● **TASK DESCRIPTION**: Reproduce the entries so that every line matches the original exactly.

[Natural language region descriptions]
# # #

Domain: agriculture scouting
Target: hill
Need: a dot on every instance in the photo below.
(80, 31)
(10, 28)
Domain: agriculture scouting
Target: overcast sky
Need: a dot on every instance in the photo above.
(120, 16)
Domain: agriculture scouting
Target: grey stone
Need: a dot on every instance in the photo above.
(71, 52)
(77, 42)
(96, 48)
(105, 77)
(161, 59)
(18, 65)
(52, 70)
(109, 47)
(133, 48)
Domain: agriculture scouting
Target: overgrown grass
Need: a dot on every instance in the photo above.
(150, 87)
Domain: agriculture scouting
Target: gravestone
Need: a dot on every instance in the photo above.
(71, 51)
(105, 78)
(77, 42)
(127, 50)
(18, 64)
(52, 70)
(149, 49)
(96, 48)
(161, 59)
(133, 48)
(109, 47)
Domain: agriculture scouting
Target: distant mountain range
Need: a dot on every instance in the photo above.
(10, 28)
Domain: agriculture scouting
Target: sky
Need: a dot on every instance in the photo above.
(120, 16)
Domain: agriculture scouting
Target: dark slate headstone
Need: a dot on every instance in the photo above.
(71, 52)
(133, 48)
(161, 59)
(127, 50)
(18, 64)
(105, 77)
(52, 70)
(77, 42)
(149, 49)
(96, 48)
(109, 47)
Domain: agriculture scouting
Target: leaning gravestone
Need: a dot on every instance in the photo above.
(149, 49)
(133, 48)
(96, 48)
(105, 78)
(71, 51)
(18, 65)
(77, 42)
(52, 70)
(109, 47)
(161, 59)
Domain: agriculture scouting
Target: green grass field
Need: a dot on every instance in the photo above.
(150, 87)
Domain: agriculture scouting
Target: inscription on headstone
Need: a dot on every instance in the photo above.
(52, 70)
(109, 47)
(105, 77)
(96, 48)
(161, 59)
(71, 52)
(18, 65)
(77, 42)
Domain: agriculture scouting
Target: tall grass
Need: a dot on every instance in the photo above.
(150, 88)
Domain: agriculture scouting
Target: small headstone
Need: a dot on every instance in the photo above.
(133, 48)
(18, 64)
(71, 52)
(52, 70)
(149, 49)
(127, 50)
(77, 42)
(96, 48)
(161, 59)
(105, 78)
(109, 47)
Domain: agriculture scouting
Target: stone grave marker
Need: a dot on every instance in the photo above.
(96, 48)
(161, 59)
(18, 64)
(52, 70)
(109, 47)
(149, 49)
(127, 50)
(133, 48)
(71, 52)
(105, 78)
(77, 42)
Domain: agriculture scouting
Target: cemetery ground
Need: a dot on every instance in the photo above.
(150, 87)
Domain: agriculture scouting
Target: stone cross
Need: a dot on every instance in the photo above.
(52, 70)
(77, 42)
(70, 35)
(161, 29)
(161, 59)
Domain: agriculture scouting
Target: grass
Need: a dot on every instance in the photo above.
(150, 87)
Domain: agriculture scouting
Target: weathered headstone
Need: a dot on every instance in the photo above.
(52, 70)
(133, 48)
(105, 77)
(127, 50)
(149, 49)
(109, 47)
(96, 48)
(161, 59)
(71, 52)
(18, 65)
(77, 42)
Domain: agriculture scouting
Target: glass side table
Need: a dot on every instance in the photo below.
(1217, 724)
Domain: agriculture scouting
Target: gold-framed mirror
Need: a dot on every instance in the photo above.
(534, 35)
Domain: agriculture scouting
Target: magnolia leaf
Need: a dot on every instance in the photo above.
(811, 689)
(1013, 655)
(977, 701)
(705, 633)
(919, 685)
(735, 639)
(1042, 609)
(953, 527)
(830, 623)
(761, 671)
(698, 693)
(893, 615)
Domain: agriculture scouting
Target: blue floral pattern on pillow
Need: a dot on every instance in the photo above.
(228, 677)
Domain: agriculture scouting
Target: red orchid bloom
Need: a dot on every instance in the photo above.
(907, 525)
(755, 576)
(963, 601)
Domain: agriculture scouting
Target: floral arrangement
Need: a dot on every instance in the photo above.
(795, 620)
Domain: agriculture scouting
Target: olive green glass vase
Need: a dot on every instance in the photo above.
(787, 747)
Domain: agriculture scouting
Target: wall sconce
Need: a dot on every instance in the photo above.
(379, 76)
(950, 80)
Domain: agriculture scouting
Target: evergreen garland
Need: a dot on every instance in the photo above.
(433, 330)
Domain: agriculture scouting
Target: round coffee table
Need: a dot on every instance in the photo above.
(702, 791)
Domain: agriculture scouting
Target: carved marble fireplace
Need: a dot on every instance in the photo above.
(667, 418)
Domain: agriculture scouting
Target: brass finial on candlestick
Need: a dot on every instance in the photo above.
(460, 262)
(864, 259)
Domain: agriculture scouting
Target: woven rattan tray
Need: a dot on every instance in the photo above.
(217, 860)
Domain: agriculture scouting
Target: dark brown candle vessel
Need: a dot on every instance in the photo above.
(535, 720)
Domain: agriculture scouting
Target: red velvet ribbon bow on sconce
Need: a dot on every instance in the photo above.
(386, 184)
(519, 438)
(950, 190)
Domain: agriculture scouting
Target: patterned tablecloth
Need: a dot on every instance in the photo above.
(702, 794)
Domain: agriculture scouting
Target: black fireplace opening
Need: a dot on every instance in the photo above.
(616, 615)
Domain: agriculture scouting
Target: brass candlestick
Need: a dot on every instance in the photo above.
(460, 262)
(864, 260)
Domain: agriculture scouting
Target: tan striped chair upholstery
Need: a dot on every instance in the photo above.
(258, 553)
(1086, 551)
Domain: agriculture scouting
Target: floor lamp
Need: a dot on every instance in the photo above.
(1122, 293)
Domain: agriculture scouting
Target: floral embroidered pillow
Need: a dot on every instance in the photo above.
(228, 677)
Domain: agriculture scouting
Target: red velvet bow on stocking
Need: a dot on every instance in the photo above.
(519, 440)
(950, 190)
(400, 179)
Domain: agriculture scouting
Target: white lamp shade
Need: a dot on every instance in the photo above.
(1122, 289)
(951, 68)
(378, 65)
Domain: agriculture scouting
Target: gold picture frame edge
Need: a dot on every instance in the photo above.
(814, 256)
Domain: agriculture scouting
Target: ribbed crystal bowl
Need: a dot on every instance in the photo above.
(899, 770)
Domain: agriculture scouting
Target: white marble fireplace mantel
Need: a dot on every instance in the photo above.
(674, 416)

# # #

● **EXERCISE SOLUTION**:
Domain: agriculture scouting
Target: hill
Need: a dot on every instance in the photo below.
(80, 31)
(10, 28)
Domain: agriculture scouting
Target: overcast sky
Need: a dot on every instance in the photo above.
(120, 16)
Domain: agriculture scouting
Target: grey stone
Need: a dot on every instance in the photo above.
(71, 52)
(77, 42)
(96, 48)
(105, 77)
(161, 59)
(18, 65)
(52, 70)
(109, 47)
(133, 48)
Domain: agriculture scouting
Target: overgrown grass
Need: a dot on every instance in the photo above.
(150, 87)
Domain: agriculture scouting
Target: gravestone
Need: a dot on every instance in the photo above.
(71, 51)
(105, 78)
(77, 42)
(127, 50)
(18, 64)
(52, 70)
(149, 49)
(96, 48)
(161, 59)
(133, 48)
(109, 47)
Domain: agriculture scouting
Target: distant mountain range
Need: a dot on every instance in the photo above.
(10, 28)
Domain: agriculture scouting
Target: sky
Need: a dot on every instance in the photo above.
(120, 16)
Domain: agriculture scouting
Target: dark slate headstone
Need: a dot on every instance in the photo above.
(71, 52)
(133, 48)
(161, 59)
(127, 50)
(18, 64)
(105, 77)
(52, 70)
(77, 42)
(149, 49)
(96, 48)
(109, 47)
Domain: agriculture scouting
Target: leaning gravestone
Need: a dot on every instance in the photo above.
(149, 49)
(133, 48)
(96, 48)
(105, 78)
(71, 51)
(18, 65)
(77, 42)
(52, 70)
(109, 47)
(161, 59)
Domain: agriculture scouting
Target: green grass field
Need: a dot on every instance in the photo above.
(150, 87)
Domain: agriculture scouting
Target: inscription on headstone
Need: a dot on every instance in the photo above.
(52, 70)
(109, 47)
(105, 77)
(96, 48)
(161, 59)
(71, 52)
(18, 65)
(77, 42)
Domain: agriculture scouting
Target: tall grass
Need: a dot on every instance in the photo above.
(150, 88)
Domain: agriculture scouting
Target: small headstone
Need: a dot on every instance in the photo above.
(133, 48)
(18, 64)
(71, 52)
(52, 70)
(149, 49)
(127, 50)
(77, 42)
(96, 48)
(161, 59)
(105, 78)
(109, 47)
Domain: agriculture scouting
Target: stone grave marker
Need: a dot on every instance in the photo above.
(96, 48)
(161, 59)
(18, 64)
(52, 70)
(109, 47)
(149, 49)
(127, 50)
(133, 48)
(71, 52)
(105, 78)
(77, 42)
Domain: agriculture scouting
Target: cemetery ground
Need: a dot on every instance in the photo above.
(150, 87)
Domain: agriculture scouting
Target: stone cross
Need: a dot on every instance in the photo above.
(52, 70)
(77, 42)
(70, 35)
(161, 29)
(161, 59)
Domain: agriculture scouting
Target: grass
Need: a dot on every instance in the photo above.
(150, 87)
Domain: agriculture scouting
Target: weathered headstone
Need: a dot on every instance in the photo above.
(52, 70)
(133, 48)
(105, 77)
(127, 50)
(149, 49)
(109, 47)
(96, 48)
(161, 59)
(71, 52)
(18, 65)
(77, 42)
Domain: agriculture scouting
Target: glass side table
Need: a dot on every instance in the photo below.
(1217, 724)
Domain: agriculture scouting
Target: gold-framed mirror
Need: a dot on every instance in the photo above.
(534, 35)
Domain: agriculture scouting
Target: magnolia leaf
Need: a dot on every instance in the photo above.
(811, 689)
(1013, 655)
(977, 701)
(705, 633)
(919, 685)
(735, 639)
(1042, 609)
(953, 527)
(830, 623)
(761, 671)
(698, 693)
(893, 615)
Domain: agriculture scouting
Target: blue floral pattern on pillow
Need: a dot on every instance in the photo above.
(228, 677)
Domain: agriculture scouting
Target: red orchid bloom
Need: a dot on every instance in the photo above.
(907, 525)
(755, 576)
(963, 601)
Domain: agriculture scouting
Target: floral arrangement
Need: a dot on every instance in the photo above.
(795, 620)
Domain: agriculture scouting
Target: olive green glass vase
Need: a dot on every instance in the photo above.
(787, 747)
Domain: agriculture scouting
Target: wall sconce
Need: a dot on every instance in the photo above.
(379, 76)
(950, 80)
Domain: agriculture scouting
Target: evergreen garland
Need: a dot on every instance in the photo above.
(433, 330)
Domain: agriculture scouting
Target: round coffee table
Need: a dot on every instance in the photo above.
(702, 791)
Domain: agriculture scouting
Target: carved marble fireplace
Need: a dot on every instance in the photo above.
(667, 418)
Domain: agriculture scouting
Target: brass finial on candlestick
Need: a dot on every instance in the photo above.
(460, 262)
(864, 259)
Domain: agriculture scouting
Target: woven rattan tray
Need: a dot on every instance in the photo above.
(217, 860)
Domain: agriculture scouting
Target: dark brown candle vessel
Need: a dot on every instance in the photo above.
(535, 720)
Domain: agriculture scouting
Target: red velvet ribbon bow on sconce
Need: a dot on every instance in the photo above.
(386, 184)
(519, 438)
(950, 190)
Domain: agriculture scouting
Target: patterned tablecloth
Need: a dot on every instance in the photo above.
(702, 794)
Domain: agriculture scouting
Target: black fireplace opening
Need: a dot on every instance in the photo above.
(616, 615)
Domain: agriculture scouting
Target: brass candlestick
Need: a dot on every instance in the photo above.
(460, 262)
(864, 260)
Domain: agriculture scouting
Target: tan striped chair upholstery
Need: a dot on every instance in the photo above.
(258, 553)
(1086, 551)
Domain: agriculture scouting
Target: floor lamp
Need: a dot on every instance in the photo above.
(1122, 293)
Domain: agriculture scouting
Target: floral embroidered pillow
Need: a dot on every instance in the photo above.
(228, 677)
Domain: agriculture scouting
Target: red velvet bow on stocking
Need: a dot on every instance in the photo above.
(519, 440)
(950, 190)
(400, 179)
Domain: agriculture scouting
Target: white lamp shade
Need: a dot on every instance in the photo above.
(1122, 289)
(951, 68)
(378, 65)
Domain: agriculture scouting
Target: gold picture frame edge
Need: a dot on every instance in the photo above.
(814, 256)
Domain: agriculture scouting
Target: ribbed crystal bowl
Need: a dot on every instance in the photo above.
(899, 770)
Domain: agriculture scouting
Target: white marble fireplace mantel
Need: a dot on every instance in the photo above.
(674, 416)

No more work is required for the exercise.